• _AUSZUG ZUM LESEN_:
>>>>

Wer oben ankommt, muss keinen Gewaltmarsch mehr machen, um das Ettaler Manndl, einen bekannten Aussichtspunkt, zu erreichen. Oder man setzt sich gleich darnieder und blickt fasziniert auf die Zugspitze und ihre steinigen Nachbarn links und rechts. Natürlich sind hier im sanften Gebirge auch die Mountainbiker und E-Biker unterwegs. Zwar ist die Ausschilderung noch dürftig, aber immerhin gibt es ein großes Wegenetz, das der traditionellen Waldwirtschaft geschuldet ist. So ist es kein Zufall, dass dort Oberförster Anton Burkhart unterwegs ist, der im Jahr 2000 den Christus mimte.
Ob ihn die Rolle verändert hat? Er verneint, aber es sind einzelne Szenen geblieben, die ihm heute noch kalte Schauer über den Rücken jagen. Als er das erste Mal am Kreuz hängt und in die Zuschauermenge blickt, sieht er entsetzte, bangende Gesichter und weinende Menschen. „Jeder weiß, wie es ausgeht, dass Jesus stirbt. Und trotzdem sind alle total mitgenommen.“ Anton Burkhart ist auch 2020 wieder dabei, er darf dann den Josef von Arimathäa spielen. Er ist einer von rund 2500 Mitwirkenden, der halbe Ort ist mit von der Partie und muss sich überlegen, wie er das seinem Arbeitgeber erklärt. Die Spielzeit geht von Mai bis Oktober, fünfmal die Woche ist Passion. Die 21 Hauptrollen sind doppelt besetzt, aber es ist fast unmöglich, gleichzeitig einem Vollzeitjob nachzugehen.

<<<<

• _ANGEZEIGTE DATEN_:
>>>>

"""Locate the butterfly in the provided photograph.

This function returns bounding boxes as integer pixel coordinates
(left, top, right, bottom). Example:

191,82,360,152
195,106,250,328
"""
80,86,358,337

<<<<

• _ARBEITSAUFTRAG_:
Schreiben Sie den Text über das Ettaler Manndl und die Passion im Anschluss an seinen letzten Satz weiter.

• _LÖSUNG ZUR AUFGABE_:
Oberammergau
- Unterkunft Alte Post: Das Drei-Sterne-Hotel ist eine solide Unterkunft. Die Zimmer sind teils renoviert, die Mahlzeiten typisch bayrisch, sprich: deftig. DZ/F ab 79 Euro. www.altepost.com Hotel Fux: Das Hotel (3 Sterne) bietet auch Ferienwohnungen. DZ/F ab 70 Euro. www.hotel-in-oberammergau.de
- Passionsspiele Premiere: 16. Mai 2020. Bis zum 4. Oktober gibt es 103 Aufführungen (Montag und Mittwoch sind spielfrei). Dauer: rund 5 Stunden. Jede Vorstellung wird in den späten Nachmittagsstunden für 3 Stunden unterbrochen, damit Zeit zum Abendessen etc. bleibt. Karten/Arrangements unter Tel. 05 11 / 54 38 90 47 oder www.passionsspiele-oberammergau.de
- Theater-Führungen: Di.-So., jeweils 14 und 16 Uhr (samstags 1. Führung bereits um 13 Uhr); Dauer: ca. 45 Minuten, Preis: 6 Euro. Ortsführungen: „Oberammergau und seine Geschichte“ jeden Samstag, 14 Uhr, Dauer: ca. 70 Minuten, Preis: 6 Euro. Treffpunkt Oberammergau Museum, Dorfstr. 8.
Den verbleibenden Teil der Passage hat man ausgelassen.